#### Görevler:
1: Sayfa metninden “kanunlarının alanını genişleterek” ile başlayıp “gerçekleştirmek istiyoruz.” ile biten bölümü aynen yazın.
2: Anarşistlere yönelik baskılar hakkındaki metni, son cümlesinin ardından sürdürün.

#### Sayfa Metni:
Baskılar Neyi Amaçlar
16:00:
Azerbaycan’daki Anarşist Hareket ve Baskılar
Azerbaycan’dan
yoldaşlarımız Azerbaycan’daki anarşist hareket ve sosyal
mücadelelerden, yüzleştikleri devlet baskısından ve son
tutuklamalardan bahsedecekler.
18:00:
Avrupa’da Anarşistlere Operasyonlar
19:00:
Forum
Geçen
yıllarda Avrupa’da anarşistlere karşı birçok operasyon
gerçekleştirildi. Devletler bu operasyonlardan “anti-terör”
kanunlarının alanını genişleterek ve polis birimlerinin
uluslararası işbirliğini büyüterek çıkar sağladı. Türkiye’
de 2012 1 Mayıs’ını, İspanya’daki, İtalya’daki son
operasyonları, Belçika’da hala devam eden duruşmaları,
Hollanda’daki gözaltıları ve Aachen’daki banka soygunundan
yargılanan anarşistleri unutmadık. Anarşistlerin ve bütün
devrimcilerin her gün yüzleştikleri baskılar hakkında söylenmek
yerine bu tür baskıcı operasyonların ne amaçladığını ve bu
baskılarla nasıl başa çıkacağımızla ilgili bir forum
gerçekleştirmek istiyoruz.

#### Çıkarılan Girdiler:
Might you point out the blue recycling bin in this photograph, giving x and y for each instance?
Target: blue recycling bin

==

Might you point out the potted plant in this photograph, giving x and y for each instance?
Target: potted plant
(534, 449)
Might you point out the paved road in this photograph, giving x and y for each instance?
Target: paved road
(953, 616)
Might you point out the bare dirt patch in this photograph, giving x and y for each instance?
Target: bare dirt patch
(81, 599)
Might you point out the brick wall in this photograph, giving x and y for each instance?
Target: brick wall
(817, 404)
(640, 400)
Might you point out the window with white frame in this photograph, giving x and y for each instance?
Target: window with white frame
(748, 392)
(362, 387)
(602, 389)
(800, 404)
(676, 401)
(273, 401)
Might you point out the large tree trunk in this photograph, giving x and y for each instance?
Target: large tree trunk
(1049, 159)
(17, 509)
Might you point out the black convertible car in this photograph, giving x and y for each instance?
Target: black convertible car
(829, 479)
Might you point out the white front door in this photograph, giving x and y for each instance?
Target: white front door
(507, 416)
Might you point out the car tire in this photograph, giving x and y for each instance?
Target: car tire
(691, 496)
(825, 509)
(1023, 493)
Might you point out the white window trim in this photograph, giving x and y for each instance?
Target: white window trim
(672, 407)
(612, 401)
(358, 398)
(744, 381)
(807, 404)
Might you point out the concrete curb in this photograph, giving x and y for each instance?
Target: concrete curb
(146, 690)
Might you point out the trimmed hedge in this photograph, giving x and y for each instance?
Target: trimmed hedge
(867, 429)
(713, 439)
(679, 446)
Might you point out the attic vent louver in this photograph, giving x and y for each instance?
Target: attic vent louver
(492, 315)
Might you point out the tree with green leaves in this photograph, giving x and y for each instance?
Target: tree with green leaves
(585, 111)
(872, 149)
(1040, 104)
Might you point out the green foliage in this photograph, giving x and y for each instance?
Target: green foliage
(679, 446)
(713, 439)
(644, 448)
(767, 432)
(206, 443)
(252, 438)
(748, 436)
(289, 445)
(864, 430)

#### Yanıt Listesi:
1:
kanunlarının alanını genişleterek ve polis birimlerinin
uluslararası işbirliğini büyüterek çıkar sağladı. Türkiye’
de 2012 1 Mayıs’ını, İspanya’daki, İtalya’daki son
operasyonları, Belçika’da hala devam eden duruşmaları,
Hollanda’daki gözaltıları ve Aachen’daki banka soygunundan
yargılanan anarşistleri unutmadık. Anarşistlerin ve bütün
devrimcilerin her gün yüzleştikleri baskılar hakkında söylenmek
yerine bu tür baskıcı operasyonların ne amaçladığını ve bu
baskılarla nasıl başa çıkacağımızla ilgili bir forum
gerçekleştirmek istiyoruz.

2:
Bütün
bu soruları göz önüne alarak bir makale çevirdik:
DEVLET
BASKISI VE SINIRLARI
Baskı
bu toplumun yıkımı uğruna savaşanlar için kaçınması zor bir
mevcudiyettir. Eğer özgürlüğümüz için savaşıyorsak
kendimizi devletle ve onun çeşitli baskı aygıtlarıyla karşı
karşıya buluruz: sokaklardaki polislerden, mahkemelere,
hapishanelere kadar.
Bir
gün hapishanede son bulacağımız gerçeği bütün devrimcilerin
hesaba katması gereken acı bir bakış açısıdır. Baskılar bazı
yoldaşlarımıza ulaştığında, amacının sadece bazı sınırları
aşanları “cezalandırmak” veya hapsetmek olmadığını aynı
zamanda mücadeleyi, projeleri, dinamikleri durdurmayı veya
engellemeyi amaçladığını unutmamalıyız.
Baskı
Kişisel Bir Şey Değildir
Baskı
geldiğinde tepkilerden biri de geri çekilmedir. Hemen sığınacak
yer ararız. Problemlerle açık bir şekilde mücadele edilmez, olup
bitenler her ne kadar konuşulsa da bunlar, sanki baskılar herkesi
ilgilendirmezmişçesine, açık değil küçük gruplar
içinde konuşulur.( Aslında baskılar sadece anarşistleri değil
bütün toplumu ilgilendirir.)
Ben
şahsen bunun büyük bir hata olduğunu ve baskılarla yüzleşirken
bunun yapmamız gerekenin tam tersi olduğunu düşünüyorum. Açık
olması gereken bir şeyi gizlemek bir anlam ifade etmez.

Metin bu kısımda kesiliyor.